PROBLEM DETAILS
Please rewrite the stretch of the data from the line containing "Q: For each instance of the road" through the end of the data, both ends included, requests and all. Scale every answer coordinate by 2.2 and round to whole numbers, with halves rounding up, but leave the numbers in the requests and their format samples unchanged.

SUPPLIED DATA
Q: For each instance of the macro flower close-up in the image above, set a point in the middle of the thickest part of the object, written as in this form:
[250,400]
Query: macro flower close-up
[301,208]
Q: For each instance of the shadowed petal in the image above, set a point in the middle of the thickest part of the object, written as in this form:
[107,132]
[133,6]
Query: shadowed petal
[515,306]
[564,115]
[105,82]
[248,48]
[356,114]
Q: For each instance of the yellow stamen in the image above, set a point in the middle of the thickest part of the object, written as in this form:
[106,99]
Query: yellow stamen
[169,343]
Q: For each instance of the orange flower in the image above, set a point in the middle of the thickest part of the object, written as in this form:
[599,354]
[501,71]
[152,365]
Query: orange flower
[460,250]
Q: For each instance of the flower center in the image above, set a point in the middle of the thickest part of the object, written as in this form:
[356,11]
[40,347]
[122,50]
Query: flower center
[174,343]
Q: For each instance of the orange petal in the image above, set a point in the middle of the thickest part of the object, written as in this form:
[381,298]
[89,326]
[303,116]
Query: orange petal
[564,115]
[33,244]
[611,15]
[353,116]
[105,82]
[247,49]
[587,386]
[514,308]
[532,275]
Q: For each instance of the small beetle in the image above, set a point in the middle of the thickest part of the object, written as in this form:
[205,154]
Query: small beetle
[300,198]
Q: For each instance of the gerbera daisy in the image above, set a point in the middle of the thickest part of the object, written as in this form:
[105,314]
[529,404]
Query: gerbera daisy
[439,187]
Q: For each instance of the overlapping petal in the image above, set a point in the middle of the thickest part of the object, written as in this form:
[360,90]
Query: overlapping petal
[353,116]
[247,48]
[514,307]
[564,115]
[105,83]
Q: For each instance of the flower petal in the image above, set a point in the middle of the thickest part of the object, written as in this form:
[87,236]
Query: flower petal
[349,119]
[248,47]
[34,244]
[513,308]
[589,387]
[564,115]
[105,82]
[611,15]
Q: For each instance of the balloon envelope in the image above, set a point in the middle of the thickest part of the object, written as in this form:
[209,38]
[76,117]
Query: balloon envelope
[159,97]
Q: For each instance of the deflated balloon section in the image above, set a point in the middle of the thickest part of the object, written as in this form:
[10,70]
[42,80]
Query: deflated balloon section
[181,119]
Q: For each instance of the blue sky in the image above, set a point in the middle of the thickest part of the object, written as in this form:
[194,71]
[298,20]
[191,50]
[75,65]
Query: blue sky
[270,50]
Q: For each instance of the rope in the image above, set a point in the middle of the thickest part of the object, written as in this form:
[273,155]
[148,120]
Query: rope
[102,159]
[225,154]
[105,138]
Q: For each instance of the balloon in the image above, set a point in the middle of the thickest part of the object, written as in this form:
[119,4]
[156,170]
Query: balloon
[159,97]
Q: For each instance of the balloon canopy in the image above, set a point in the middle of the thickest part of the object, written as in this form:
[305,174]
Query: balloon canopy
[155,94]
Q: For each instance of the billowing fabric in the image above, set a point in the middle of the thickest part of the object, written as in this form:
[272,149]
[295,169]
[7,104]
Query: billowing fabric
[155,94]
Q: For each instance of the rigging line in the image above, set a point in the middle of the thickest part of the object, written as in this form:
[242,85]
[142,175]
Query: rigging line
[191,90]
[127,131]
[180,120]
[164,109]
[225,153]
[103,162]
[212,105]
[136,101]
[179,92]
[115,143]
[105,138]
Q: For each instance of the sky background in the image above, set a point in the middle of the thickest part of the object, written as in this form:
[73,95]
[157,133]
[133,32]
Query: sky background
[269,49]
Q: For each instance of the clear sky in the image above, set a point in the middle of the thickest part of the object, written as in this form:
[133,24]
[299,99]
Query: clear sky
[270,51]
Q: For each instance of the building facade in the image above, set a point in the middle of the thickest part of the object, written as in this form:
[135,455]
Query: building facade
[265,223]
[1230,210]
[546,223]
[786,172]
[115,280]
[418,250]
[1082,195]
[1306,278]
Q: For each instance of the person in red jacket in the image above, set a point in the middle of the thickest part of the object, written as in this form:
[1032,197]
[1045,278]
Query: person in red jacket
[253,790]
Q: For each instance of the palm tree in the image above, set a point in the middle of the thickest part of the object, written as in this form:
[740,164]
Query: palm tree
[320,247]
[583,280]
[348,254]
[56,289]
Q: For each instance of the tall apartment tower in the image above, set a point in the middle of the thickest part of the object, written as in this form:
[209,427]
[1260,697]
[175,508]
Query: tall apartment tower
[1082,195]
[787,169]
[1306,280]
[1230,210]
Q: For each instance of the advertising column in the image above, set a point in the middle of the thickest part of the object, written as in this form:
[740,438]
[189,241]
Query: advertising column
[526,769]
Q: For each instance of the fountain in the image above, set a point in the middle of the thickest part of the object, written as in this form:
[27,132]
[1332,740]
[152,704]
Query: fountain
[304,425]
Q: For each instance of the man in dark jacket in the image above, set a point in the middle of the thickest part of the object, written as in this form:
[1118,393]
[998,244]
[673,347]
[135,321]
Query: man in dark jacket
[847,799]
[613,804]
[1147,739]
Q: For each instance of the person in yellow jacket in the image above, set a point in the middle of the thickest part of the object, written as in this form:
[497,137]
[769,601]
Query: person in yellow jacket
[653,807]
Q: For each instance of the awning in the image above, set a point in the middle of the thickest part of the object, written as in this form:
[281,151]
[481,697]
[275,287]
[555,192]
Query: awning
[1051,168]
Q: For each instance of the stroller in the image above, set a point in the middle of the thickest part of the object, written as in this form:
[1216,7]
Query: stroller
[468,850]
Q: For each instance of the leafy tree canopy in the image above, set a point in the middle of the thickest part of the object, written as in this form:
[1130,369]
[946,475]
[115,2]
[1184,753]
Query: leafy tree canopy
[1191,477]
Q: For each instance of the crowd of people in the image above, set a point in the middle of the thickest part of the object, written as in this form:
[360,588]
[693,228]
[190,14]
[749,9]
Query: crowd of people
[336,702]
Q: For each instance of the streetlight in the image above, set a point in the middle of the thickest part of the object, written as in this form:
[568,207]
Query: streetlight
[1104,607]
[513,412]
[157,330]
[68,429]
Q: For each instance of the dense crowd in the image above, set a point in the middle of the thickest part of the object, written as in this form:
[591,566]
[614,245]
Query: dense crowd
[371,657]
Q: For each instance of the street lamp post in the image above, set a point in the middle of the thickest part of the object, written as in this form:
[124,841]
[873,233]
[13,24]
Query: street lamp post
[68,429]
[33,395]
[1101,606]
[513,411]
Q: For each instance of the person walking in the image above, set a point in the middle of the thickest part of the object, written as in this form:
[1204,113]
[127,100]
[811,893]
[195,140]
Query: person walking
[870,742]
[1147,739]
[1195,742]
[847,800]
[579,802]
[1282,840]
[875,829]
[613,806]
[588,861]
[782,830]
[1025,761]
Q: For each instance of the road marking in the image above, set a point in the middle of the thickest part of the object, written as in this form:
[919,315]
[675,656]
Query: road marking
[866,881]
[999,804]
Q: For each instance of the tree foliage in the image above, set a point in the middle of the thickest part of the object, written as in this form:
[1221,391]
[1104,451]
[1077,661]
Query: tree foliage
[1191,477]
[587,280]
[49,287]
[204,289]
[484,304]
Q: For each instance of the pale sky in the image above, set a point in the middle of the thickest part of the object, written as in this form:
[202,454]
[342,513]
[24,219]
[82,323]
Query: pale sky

ANSWER IN FULL
Q: For each instance of the road marking in the image above, set a point in the middle of the thickest part of the object, written as in this form:
[919,315]
[675,656]
Query: road marking
[1905,1938]
[2198,1769]
Q: For each instance of the tree foliage in the image above, set a point in the middle of the thickest part of the object, written as in this form:
[1221,391]
[1104,451]
[1077,661]
Query: tree foliage
[2620,1049]
[1291,616]
[108,631]
[449,636]
[1065,669]
Q: For each instance of the pale sky in the image above, set a point in the middle of the thickest part of the object, written as in this form:
[202,454]
[342,513]
[24,219]
[82,323]
Query: pale sky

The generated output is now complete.